Problem requirements ->
Reproduce the records below verbatim, every line of them.

Entries shown ->
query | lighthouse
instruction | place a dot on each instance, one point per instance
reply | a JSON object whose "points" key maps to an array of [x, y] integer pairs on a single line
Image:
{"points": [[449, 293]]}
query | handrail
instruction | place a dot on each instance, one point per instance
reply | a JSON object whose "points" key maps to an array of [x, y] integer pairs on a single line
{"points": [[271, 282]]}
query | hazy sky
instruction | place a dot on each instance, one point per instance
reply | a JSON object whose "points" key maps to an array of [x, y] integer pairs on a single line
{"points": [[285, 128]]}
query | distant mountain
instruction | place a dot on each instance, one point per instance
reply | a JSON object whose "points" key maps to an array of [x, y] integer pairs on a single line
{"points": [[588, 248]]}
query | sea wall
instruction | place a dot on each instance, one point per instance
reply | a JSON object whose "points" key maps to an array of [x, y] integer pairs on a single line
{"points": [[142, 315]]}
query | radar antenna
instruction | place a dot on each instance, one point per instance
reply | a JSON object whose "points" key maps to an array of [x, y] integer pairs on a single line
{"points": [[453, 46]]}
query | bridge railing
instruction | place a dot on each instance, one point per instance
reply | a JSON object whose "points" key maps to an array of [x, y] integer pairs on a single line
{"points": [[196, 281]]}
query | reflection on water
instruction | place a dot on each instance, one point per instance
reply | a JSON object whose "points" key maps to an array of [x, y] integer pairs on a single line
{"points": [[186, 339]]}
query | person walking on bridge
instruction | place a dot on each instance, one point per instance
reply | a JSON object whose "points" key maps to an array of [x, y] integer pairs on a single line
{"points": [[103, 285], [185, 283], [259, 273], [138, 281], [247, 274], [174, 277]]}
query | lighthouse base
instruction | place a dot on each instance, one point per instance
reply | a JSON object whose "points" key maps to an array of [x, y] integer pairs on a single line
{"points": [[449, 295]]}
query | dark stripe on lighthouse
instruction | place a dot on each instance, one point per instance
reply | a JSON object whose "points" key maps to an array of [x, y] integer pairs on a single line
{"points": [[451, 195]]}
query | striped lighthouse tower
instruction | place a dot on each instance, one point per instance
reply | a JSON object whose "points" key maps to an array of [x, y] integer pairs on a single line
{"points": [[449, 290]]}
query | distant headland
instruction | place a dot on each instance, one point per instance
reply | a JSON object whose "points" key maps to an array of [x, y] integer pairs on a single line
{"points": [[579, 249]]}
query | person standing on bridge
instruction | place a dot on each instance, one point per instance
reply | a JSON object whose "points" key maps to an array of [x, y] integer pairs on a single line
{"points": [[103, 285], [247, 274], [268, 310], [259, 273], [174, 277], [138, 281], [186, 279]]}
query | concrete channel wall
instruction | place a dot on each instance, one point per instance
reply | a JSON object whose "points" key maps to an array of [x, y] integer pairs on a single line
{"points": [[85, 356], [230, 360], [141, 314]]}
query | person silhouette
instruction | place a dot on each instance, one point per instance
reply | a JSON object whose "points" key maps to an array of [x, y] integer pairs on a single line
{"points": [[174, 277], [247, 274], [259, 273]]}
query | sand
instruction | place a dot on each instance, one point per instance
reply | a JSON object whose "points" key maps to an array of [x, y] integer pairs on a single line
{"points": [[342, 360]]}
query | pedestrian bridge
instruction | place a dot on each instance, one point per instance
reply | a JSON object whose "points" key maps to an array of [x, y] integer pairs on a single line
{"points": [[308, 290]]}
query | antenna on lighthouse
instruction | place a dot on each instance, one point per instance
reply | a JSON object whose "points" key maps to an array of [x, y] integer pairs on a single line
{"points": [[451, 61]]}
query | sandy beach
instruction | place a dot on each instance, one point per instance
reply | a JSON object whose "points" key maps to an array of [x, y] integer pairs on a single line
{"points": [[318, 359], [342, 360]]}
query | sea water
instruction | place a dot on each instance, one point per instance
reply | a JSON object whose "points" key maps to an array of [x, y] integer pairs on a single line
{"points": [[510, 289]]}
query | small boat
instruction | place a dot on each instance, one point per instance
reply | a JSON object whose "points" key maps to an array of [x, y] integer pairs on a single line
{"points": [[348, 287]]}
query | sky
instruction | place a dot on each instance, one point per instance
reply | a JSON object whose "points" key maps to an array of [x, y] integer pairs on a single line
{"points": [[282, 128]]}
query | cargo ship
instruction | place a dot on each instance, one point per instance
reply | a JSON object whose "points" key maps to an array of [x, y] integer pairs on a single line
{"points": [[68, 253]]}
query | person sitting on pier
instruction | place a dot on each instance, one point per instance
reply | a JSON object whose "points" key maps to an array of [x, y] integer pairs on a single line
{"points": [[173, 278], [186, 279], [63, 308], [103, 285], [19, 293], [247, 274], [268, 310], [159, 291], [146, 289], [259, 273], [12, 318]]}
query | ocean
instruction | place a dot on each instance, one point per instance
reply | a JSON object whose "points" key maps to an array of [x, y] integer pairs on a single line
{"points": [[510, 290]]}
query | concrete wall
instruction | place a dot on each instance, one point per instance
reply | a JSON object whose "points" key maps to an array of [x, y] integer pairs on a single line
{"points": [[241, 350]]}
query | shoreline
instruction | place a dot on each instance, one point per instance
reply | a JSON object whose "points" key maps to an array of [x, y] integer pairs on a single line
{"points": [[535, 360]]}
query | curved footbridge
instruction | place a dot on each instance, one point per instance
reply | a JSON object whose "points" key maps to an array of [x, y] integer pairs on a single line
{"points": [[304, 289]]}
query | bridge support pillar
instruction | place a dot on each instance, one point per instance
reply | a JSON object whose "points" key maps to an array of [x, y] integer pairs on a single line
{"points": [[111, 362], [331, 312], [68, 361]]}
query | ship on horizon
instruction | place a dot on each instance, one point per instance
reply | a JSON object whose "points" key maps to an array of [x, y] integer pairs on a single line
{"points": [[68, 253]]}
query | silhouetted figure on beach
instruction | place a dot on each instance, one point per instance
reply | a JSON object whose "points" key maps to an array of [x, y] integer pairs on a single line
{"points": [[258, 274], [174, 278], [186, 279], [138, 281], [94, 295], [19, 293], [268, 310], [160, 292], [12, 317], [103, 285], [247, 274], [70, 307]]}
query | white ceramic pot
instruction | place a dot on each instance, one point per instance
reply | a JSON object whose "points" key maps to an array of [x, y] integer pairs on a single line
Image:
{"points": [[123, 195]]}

Result for this exercise ->
query | lighthouse
instruction | place a dot on each instance, one point per instance
reply | a JSON object whose "points" key maps to an array of [x, y] integer pairs on a single line
Image:
{"points": [[449, 293]]}
query | handrail
instruction | place a dot on each instance, one point per instance
reply | a JSON object whose "points" key maps to an array of [x, y] integer pairs on a single line
{"points": [[271, 282]]}
query | hazy sky
instruction | place a dot on each instance, one point per instance
reply | a JSON object whose "points" key maps to an array of [x, y] integer pairs on a single line
{"points": [[285, 128]]}
query | distant mountain
instruction | place a dot on each instance, one point per instance
reply | a JSON object whose "points" key maps to an array of [x, y] integer pairs on a single line
{"points": [[588, 248]]}
query | sea wall
instruction | place a dot on each instance, one point per instance
reply | a JSON object whose "points" key maps to an array of [x, y] integer pairs on a single line
{"points": [[142, 315]]}
query | radar antenna
instruction | place a dot on each instance, one point per instance
reply | a JSON object whose "points" key maps to an array of [x, y] integer pairs on a single line
{"points": [[453, 46]]}
query | bridge railing
instruction | place a dot on each instance, one point per instance
reply | a JSON object whose "points" key maps to an array of [x, y] integer pairs on a single line
{"points": [[196, 281]]}
query | reflection on water
instruction | place a dot on each instance, one point per instance
reply | a JSON object whose "points" key maps to an array of [x, y] integer pairs on a single line
{"points": [[186, 339]]}
query | person walking on bridge
instruction | place a dot on each instance, one point per instance
reply | a JSON object whose "points" key maps to an array of [x, y] integer pairs on a single line
{"points": [[103, 285], [185, 283], [259, 273], [138, 281], [247, 274], [174, 277]]}
query | lighthouse base
instruction | place a dot on each instance, one point per instance
reply | a JSON object whose "points" key maps to an array of [x, y] integer pairs on a single line
{"points": [[449, 295]]}
query | dark stripe on lighthouse
instruction | place a dot on each instance, one point per instance
reply | a JSON object whose "points" key maps to an array of [x, y] integer pairs on a single line
{"points": [[451, 195]]}
query | striped lighthouse tower
instruction | place a dot on each instance, one point per instance
reply | a JSON object whose "points" key maps to an array of [x, y] integer pairs on a single line
{"points": [[449, 290]]}
query | distant headland
instruction | place a dot on each instance, one point per instance
reply | a JSON object whose "points" key maps to an array of [x, y] integer pairs on a single line
{"points": [[579, 249]]}
query | person standing on bridge
instruction | place a dot on each instance, one point per instance
reply | a JSON object whose "points" key maps to an array of [x, y] integer pairs on a single line
{"points": [[103, 285], [247, 274], [268, 310], [259, 273], [174, 277], [138, 281], [186, 279]]}
query | concrete channel wall
instruction | place a dot on each instance, one point per instance
reply | a JSON object whose "points" key maps to an array of [x, y] integer pairs on a single line
{"points": [[85, 356], [230, 360], [141, 314]]}
query | person silhouette
instruction | place a dot on each instance, one point per instance
reply | a JSON object whose "points" key maps to an array of [x, y] integer pairs on a single line
{"points": [[174, 277], [247, 274], [259, 273]]}
query | sand
instruction | place a dot on each instance, one point per instance
reply | a JSON object whose "points" key maps to an array of [x, y] integer pairs on a single line
{"points": [[342, 360]]}
query | pedestrian bridge
instruction | place a dot on each instance, one point per instance
reply | a JSON object whose "points" key maps to an array of [x, y] integer pairs on a single line
{"points": [[308, 290]]}
query | antenna on lighthouse
instruction | place a dot on each instance, one point per instance
reply | a JSON object whose "points" key maps to an array of [x, y] integer pairs on a single line
{"points": [[451, 61]]}
query | sandy beach
instruction | place a dot on each instance, one point per instance
reply | a JSON object whose "points" key maps to an array of [x, y] integer pairs on a single line
{"points": [[318, 359], [342, 360]]}
query | sea water
instruction | place a dot on each instance, one point per instance
reply | a JSON object whose "points" key maps to an array of [x, y] integer pairs on a single line
{"points": [[510, 289]]}
query | small boat
instruction | place a dot on each instance, one point per instance
reply | a JSON object whose "points" key maps to an array of [x, y] integer pairs on a single line
{"points": [[348, 287]]}
query | sky
instruction | place a dot on each instance, one point per instance
reply | a JSON object whose "points" key maps to an array of [x, y] integer pairs on a single line
{"points": [[282, 128]]}
query | cargo ship
instruction | place a dot on each instance, one point per instance
reply | a JSON object whose "points" key maps to an array of [x, y] integer pairs on a single line
{"points": [[68, 253]]}
query | person sitting on pier
instruction | place a dot on each instance, one point per instance
reply | a JSON object whose "points" key maps to an array of [x, y] integer pairs on a single line
{"points": [[173, 278], [186, 279], [63, 308], [103, 285], [19, 293], [247, 274], [268, 310], [159, 291], [146, 289], [259, 273], [12, 318]]}
query | ocean
instruction | place a dot on each instance, one point per instance
reply | a JSON object whose "points" key maps to an array of [x, y] integer pairs on a single line
{"points": [[510, 290]]}
query | concrete wall
instruction | place a dot on each instance, one point per instance
reply | a JSON object whose "points" key maps to an array of [x, y] integer pairs on a single line
{"points": [[241, 350]]}
query | shoreline
instruction | place a dot on each instance, one point per instance
reply | a JSON object whose "points" key maps to an array of [x, y] integer pairs on a single line
{"points": [[535, 360]]}
query | curved footbridge
instruction | place a dot on each instance, one point per instance
reply | a JSON object whose "points" key maps to an array of [x, y] integer pairs on a single line
{"points": [[304, 289]]}
query | bridge support pillar
instruction | place a dot on each instance, one point per instance
reply | a JSON object whose "points" key maps to an array of [x, y] integer pairs on a single line
{"points": [[111, 362], [331, 312], [68, 361]]}
query | ship on horizon
instruction | place a dot on each instance, one point per instance
reply | a JSON object whose "points" key maps to an array of [x, y] integer pairs on a single line
{"points": [[68, 253]]}
query | silhouetted figure on beach
instruction | place a dot on each instance, one point per instance
reply | a JSON object whose "points" key maps to an array of [x, y] integer pairs on a single line
{"points": [[258, 274], [174, 278], [186, 279], [138, 281], [94, 295], [19, 293], [268, 310], [160, 292], [12, 317], [103, 285], [247, 274], [70, 307]]}
query | white ceramic pot
instruction | place a dot on each instance, one point per instance
reply | a JSON object whose "points" key maps to an array of [x, y] integer pairs on a single line
Image:
{"points": [[123, 195]]}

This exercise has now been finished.